** Opening Given records block **
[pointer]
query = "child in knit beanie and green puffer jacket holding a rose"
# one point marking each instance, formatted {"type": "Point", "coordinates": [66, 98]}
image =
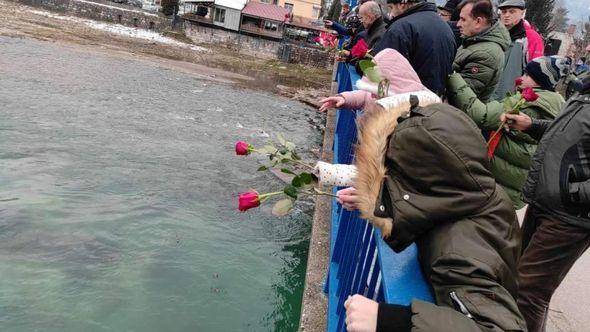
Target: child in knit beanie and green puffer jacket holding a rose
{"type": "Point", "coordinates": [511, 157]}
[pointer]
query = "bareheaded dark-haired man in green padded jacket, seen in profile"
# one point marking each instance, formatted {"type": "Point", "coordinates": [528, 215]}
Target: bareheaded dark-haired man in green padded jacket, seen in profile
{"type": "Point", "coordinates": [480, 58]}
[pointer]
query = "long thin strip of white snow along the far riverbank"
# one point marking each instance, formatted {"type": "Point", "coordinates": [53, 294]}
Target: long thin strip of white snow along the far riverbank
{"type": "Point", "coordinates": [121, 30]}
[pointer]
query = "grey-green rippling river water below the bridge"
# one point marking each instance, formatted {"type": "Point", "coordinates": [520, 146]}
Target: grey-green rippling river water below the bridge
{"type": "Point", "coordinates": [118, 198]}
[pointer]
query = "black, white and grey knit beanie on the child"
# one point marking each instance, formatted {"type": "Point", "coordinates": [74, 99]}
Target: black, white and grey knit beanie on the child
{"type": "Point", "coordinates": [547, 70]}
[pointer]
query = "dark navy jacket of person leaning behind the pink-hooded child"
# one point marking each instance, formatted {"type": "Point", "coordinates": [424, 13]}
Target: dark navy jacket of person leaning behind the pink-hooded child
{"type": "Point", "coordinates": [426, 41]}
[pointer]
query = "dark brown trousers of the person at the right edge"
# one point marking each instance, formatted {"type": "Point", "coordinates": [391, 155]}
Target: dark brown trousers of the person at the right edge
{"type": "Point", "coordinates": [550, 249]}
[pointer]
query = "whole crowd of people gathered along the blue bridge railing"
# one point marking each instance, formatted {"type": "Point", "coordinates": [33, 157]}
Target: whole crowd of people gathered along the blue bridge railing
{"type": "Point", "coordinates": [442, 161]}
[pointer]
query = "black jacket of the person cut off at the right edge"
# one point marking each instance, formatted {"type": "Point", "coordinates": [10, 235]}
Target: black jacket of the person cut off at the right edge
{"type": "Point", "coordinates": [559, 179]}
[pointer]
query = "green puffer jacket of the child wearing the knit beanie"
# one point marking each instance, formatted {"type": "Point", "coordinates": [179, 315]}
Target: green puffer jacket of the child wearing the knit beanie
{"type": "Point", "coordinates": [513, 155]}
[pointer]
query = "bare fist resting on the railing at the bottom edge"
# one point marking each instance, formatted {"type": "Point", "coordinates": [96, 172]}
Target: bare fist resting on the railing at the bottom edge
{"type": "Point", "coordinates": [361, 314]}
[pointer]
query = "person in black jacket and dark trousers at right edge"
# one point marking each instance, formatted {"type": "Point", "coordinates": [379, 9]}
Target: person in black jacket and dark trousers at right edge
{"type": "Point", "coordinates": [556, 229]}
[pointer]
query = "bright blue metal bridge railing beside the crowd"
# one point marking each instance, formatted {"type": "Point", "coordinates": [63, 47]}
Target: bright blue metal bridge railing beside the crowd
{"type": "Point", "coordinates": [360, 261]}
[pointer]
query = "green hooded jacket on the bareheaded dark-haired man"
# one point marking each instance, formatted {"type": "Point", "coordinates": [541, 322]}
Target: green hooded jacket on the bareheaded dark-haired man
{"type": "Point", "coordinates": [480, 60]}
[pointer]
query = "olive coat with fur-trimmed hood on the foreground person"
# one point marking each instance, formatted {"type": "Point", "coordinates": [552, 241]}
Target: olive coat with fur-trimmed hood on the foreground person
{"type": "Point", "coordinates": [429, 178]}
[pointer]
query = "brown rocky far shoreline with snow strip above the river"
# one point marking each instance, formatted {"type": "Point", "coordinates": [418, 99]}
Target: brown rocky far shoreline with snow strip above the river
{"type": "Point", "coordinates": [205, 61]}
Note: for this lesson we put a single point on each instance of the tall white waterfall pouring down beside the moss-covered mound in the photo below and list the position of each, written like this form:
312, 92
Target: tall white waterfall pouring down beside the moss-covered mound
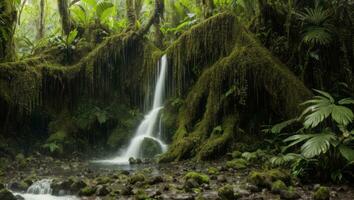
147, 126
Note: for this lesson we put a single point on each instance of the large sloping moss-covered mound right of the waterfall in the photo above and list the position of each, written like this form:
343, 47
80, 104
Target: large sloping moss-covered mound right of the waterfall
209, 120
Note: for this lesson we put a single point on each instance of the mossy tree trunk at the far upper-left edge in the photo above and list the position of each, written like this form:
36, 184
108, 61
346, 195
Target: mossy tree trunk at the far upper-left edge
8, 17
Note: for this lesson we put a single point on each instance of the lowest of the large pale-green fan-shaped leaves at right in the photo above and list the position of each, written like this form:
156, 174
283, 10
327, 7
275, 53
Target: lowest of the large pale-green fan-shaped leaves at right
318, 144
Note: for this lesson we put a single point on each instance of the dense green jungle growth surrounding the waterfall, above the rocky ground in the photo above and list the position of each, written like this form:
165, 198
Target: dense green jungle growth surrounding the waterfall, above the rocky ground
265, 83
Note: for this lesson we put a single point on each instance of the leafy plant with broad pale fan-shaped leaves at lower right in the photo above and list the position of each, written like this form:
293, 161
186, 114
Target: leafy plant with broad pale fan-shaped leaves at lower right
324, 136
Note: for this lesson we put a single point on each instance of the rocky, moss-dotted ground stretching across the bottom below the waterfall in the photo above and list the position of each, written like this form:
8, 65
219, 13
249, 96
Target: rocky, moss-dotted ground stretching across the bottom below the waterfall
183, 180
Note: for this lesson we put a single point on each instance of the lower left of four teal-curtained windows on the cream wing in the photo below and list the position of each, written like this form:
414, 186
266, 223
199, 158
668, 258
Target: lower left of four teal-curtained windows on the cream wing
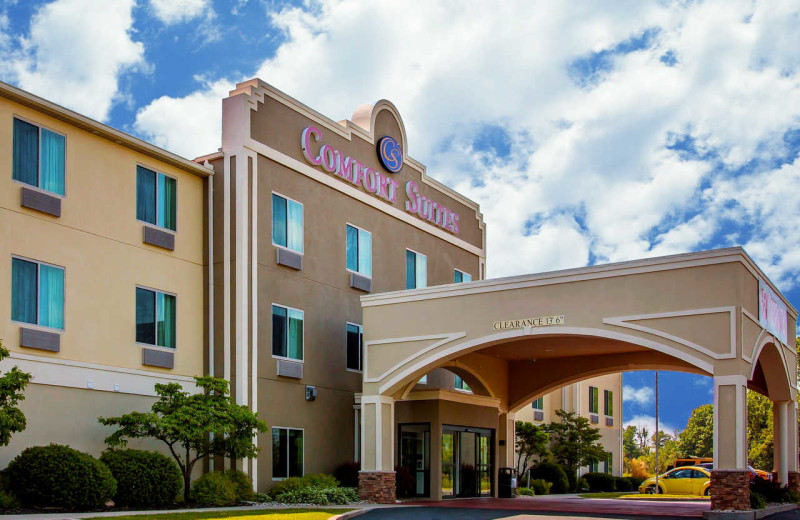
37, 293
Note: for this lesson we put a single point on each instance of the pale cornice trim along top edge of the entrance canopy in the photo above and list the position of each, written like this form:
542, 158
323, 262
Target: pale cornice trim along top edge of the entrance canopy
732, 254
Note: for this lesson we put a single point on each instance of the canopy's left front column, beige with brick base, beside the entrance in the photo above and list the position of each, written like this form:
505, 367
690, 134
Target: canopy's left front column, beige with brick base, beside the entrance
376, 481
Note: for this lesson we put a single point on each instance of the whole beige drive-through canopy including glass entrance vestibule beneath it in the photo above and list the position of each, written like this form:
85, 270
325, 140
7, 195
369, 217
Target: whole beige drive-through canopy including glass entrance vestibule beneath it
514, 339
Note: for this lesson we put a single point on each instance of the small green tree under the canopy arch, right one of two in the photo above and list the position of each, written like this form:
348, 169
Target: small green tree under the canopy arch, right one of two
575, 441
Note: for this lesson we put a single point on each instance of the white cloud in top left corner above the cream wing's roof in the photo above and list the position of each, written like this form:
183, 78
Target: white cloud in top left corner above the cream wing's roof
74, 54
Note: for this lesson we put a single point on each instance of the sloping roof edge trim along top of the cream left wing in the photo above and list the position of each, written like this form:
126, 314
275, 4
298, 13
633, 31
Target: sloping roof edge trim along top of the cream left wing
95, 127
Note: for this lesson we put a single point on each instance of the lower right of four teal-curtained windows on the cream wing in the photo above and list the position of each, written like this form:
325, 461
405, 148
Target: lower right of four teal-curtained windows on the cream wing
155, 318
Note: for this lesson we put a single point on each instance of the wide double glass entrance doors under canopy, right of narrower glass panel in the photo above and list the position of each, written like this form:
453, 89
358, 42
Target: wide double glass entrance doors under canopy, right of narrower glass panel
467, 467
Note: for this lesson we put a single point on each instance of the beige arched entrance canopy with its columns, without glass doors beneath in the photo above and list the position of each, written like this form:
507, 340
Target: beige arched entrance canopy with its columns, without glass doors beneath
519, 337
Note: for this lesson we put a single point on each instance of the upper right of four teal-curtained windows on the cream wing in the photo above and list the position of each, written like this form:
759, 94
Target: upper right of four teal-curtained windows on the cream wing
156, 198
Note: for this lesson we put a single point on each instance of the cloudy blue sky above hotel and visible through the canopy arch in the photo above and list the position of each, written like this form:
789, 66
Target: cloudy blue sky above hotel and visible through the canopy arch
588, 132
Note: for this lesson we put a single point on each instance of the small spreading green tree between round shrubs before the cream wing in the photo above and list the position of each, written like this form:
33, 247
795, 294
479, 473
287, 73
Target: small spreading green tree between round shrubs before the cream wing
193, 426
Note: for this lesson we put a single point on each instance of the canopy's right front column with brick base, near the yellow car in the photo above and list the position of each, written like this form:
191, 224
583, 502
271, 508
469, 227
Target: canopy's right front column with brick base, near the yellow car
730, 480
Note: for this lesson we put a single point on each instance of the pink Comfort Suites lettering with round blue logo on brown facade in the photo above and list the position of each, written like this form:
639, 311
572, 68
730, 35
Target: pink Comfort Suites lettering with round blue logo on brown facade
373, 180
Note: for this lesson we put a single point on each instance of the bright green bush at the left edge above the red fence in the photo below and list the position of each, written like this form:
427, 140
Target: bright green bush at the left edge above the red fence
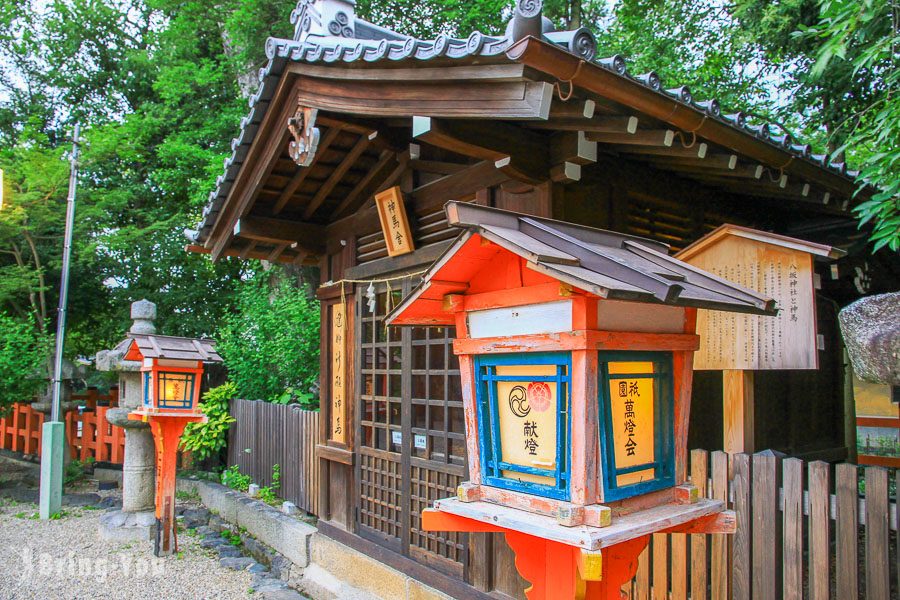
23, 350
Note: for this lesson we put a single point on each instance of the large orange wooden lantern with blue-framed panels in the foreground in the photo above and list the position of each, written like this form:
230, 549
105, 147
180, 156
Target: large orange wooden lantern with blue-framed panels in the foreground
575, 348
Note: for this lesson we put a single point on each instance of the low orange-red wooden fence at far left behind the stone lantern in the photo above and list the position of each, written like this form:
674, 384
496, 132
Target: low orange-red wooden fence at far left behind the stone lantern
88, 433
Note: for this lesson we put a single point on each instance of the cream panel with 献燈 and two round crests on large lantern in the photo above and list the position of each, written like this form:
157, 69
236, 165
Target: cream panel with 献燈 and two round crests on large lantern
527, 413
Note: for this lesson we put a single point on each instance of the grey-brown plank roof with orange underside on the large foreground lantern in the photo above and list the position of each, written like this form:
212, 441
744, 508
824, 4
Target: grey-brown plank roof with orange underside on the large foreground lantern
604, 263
** Closing Given records block **
Work item ▸
Give an exact reproduction of the lines from the one with "Target: low orange-red" to the final line of the entries, including both.

Exercise response ▸
Target: low orange-red wooden fence at far left behind the stone lantern
88, 433
Note: for this lesson we put a single point on each instance of the cream panel with 献燈 and two round crests on large lantern in the photo above and list the position of each, written like this form:
157, 69
236, 165
Target: cream panel with 献燈 and two round crests on large lantern
527, 413
Note: for this lesson we put a single point on each instance of the grey-brown plank roof with orange underside on the large foreground lantern in the photo above and list the position of each, written like this form:
212, 441
744, 508
824, 4
Target: grey-brown plank roof with orange underside on the large foreground lantern
604, 263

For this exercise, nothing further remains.